======== Source excerpt
Foolishness

I had a soccer ball slam into my face and break my glasses in three pieces. (and a pounding headache to go with it) I got punched in the balls. I was taken down by about 12 8 year olds three separate times as they swarmed me and knocked me to the ground. I’ve been repeatedly hit in the head with dodgeballs. I was put into a head lock and had a bunch of kids jump on my back. Kids have painted all kinds of goofy things on my face.

There’s probably more, but that’s all I can remember after the brain damage.

Is all of that the result of a long year of youth ministry?

Nope.

That all happened today.

Honestly, why do it? Why bother? Why should I be crazy and goofy and stupid and do things nobody else does because they’re goofy and crazy and stupid?

I wonder that all the time.

Let’s start here:

Firstly, God made us for community. We were never meant to do life alone. And I think that’s just as true for students as adults. Yet, starting in middle school and continuing through high school, college and adulthood, we’re more disconnected from each other than ever before. Thanks to technology, we have more relationships than ever. We keep tabs of more people than we could ever otherwise.

But, the same thing that keeps us connected, keeps those connections at an extraordinarily superficial level. It’s more difficult to build the deep, long-lasting and life-giving friendships we were made to have when we’ve instead opted for the immediate and the superficial.

Add in the fact that middle school through young adulthood is where we’re finding ourselves. We’re trying on a bunch of different personalities, and trying to figure out what works for us. Who am I as a person?

Add in the fact that the shift from childhood to middle-school to adulthood changes how we make friends. People shift from “proximity friendships” – I’m friends with my mom’s friend’s kids because they’re near me – to affinity. “I like skating, so we’re friends because you like skating too.” This shift from proximity to affinity ends a lot of childhood friendships in middle school, and often causes us to try to “keep up appearances” with the groups we most identify with.

This is also the time that we begin questioning everything we’ve been taught. At some point, everybody must ask themselves, “Do I believe this because I believe it, or because my parents do?”

I read a book about 7 months ago that talked about some of this upheaval in middle school and noted that most middle school boys have no real or deep friendships.

Ouch. But I know it’s true for many of the guys I know. And it was certainly true for me.

Add in the upheaval that many of the guys I know have missing dads or deadbeat dads and few-to-no role models of Christian masculinity anywhere in their lives. Add in the pain and heartache of so many of their stories, and you have a beautiful mess.

Beautiful because I believe in every fiber of my being that each of these guys can have a “But God…” moment in their lives.

Where so many people would write off all of that pain and all of that upheaval with a “So what?” or a “What could I possibly do?”, nothing energizes me more than to see the “But God…” sentence begin to be written in each life. I feel extraordinarily called. I don’t exactly know why, but the calling’s clear and persuasive. I can’t escape it. I want to be the pen in God’s hands that he uses to write love in the lives of students.

Secondly, I was introduced to two of the best phrases of my life while I worked at LifeChurch.tv. They were more than worth the price of admission.

The first one is this: “We will do anything short of sin to reach people who do not know Christ. And to reach people no one is reaching, we have to do things no one is doing.”
================
======== Extracted material
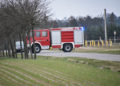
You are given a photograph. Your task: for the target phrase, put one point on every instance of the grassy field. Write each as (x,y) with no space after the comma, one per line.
(115,49)
(50,71)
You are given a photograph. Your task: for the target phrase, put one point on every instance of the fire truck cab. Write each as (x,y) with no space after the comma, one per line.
(62,38)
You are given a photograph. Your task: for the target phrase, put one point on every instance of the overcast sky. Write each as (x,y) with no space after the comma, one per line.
(66,8)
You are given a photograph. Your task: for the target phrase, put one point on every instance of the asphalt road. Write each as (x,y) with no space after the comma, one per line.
(98,56)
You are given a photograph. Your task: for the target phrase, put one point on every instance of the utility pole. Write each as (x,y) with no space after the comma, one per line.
(105,25)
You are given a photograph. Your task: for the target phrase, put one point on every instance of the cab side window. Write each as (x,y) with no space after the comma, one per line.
(44,34)
(37,34)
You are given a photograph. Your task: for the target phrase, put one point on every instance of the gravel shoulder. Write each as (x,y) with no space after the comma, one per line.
(98,56)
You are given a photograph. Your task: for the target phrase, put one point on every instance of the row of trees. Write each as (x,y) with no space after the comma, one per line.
(94,27)
(17,18)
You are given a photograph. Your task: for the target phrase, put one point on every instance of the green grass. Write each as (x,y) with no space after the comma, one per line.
(109,50)
(51,71)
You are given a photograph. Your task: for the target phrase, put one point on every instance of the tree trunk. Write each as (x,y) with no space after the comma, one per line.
(30,48)
(25,46)
(12,48)
(21,45)
(9,51)
(15,49)
(33,43)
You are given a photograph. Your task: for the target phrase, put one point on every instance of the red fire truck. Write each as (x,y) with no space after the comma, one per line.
(62,38)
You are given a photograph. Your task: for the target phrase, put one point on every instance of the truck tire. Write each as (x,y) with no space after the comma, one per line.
(67,47)
(37,48)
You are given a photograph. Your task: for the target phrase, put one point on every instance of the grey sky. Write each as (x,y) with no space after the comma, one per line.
(66,8)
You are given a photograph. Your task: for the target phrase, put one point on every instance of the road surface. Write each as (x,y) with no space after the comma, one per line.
(98,56)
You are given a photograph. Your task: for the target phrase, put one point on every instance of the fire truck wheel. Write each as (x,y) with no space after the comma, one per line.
(67,48)
(37,48)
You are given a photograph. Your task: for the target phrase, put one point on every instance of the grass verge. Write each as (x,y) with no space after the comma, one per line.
(51,71)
================
Write out the youth ministry post starting at "Foolishness" and ending at "on my face.", using "water balloons" in place of "dodgeballs". The entries are separate from the text and have no link to it.

Foolishness

I had a soccer ball slam into my face and break my glasses in three pieces. (and a pounding headache to go with it) I got punched in the balls. I was taken down by about 12 8 year olds three separate times as they swarmed me and knocked me to the ground. I’ve been repeatedly hit in the head with water balloons. I was put into a head lock and had a bunch of kids jump on my back. Kids have painted all kinds of goofy things on my face.